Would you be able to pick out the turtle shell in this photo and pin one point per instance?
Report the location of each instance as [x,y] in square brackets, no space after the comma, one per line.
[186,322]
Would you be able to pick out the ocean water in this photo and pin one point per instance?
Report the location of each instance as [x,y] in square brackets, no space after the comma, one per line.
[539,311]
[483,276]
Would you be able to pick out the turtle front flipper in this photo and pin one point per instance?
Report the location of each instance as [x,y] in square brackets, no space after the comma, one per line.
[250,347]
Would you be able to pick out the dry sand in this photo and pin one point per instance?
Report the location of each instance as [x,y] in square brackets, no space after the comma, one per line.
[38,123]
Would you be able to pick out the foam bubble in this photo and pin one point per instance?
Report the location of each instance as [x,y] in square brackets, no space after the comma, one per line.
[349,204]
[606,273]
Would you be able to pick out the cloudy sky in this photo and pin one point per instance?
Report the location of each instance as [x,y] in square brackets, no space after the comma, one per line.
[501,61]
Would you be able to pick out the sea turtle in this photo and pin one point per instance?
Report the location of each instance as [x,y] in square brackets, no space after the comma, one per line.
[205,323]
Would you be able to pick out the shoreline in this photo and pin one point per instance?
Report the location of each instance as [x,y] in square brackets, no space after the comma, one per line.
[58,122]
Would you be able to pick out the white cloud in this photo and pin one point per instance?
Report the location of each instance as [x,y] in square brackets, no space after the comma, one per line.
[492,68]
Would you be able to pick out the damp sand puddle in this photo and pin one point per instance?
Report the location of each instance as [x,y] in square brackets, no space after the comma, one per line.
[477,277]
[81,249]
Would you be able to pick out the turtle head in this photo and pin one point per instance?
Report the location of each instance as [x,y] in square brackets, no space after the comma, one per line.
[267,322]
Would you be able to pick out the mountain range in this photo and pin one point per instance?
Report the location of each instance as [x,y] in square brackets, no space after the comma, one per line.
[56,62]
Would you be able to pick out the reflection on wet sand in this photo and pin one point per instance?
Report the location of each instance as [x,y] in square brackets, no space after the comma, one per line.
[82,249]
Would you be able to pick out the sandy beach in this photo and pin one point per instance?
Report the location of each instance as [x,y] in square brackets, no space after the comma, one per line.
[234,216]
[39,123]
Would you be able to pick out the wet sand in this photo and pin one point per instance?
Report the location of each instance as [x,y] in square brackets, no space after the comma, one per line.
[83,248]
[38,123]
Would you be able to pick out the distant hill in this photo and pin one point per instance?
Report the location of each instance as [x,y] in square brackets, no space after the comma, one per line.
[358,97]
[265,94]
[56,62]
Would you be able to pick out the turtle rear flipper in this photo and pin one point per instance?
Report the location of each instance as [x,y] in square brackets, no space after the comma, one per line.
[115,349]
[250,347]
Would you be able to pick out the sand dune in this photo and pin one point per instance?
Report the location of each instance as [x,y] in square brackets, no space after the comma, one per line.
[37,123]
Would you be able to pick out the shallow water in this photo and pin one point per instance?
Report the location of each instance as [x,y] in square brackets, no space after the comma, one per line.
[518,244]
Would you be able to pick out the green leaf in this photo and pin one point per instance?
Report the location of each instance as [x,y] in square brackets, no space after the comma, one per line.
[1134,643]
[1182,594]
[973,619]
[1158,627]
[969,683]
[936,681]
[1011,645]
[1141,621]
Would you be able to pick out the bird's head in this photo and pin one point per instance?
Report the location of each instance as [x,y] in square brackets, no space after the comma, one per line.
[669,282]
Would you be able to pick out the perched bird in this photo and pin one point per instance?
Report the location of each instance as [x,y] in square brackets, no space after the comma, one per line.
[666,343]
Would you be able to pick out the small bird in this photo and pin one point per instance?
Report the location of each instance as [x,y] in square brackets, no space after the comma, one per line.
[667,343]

****************

WORK INSTRUCTION.
The line containing "Would you be able to pick out the foam" marks the end: copy exactly every line from the top of the data above down to it, that line included.

SOLUTION TO THE EXERCISE.
Would you be able to pick out the turtle shell in this photo and pin one point per instance?
Report the location of each instance as [x,y] in square brackets, no space after the comma, one per line.
[186,322]
Would you be able to pick out the ocean water in this photo and pin one point per instance?
Report the location of each instance as [x,y] in square brackets, no space after the comma, one per line.
[539,311]
[483,276]
Would you be able to pick out the turtle front flipper in this photo and pin one point per instance?
Report the location of each instance as [x,y] in square brackets, no space after the comma, one per line.
[250,347]
Would you be able to pick out the dry sand in this photo and pin one point per instance?
Report the location of each instance as [x,y] in square brackets, no space after the comma, one per line.
[38,123]
Would you be able to pick out the foam bubble in this photo and pin one point per instance?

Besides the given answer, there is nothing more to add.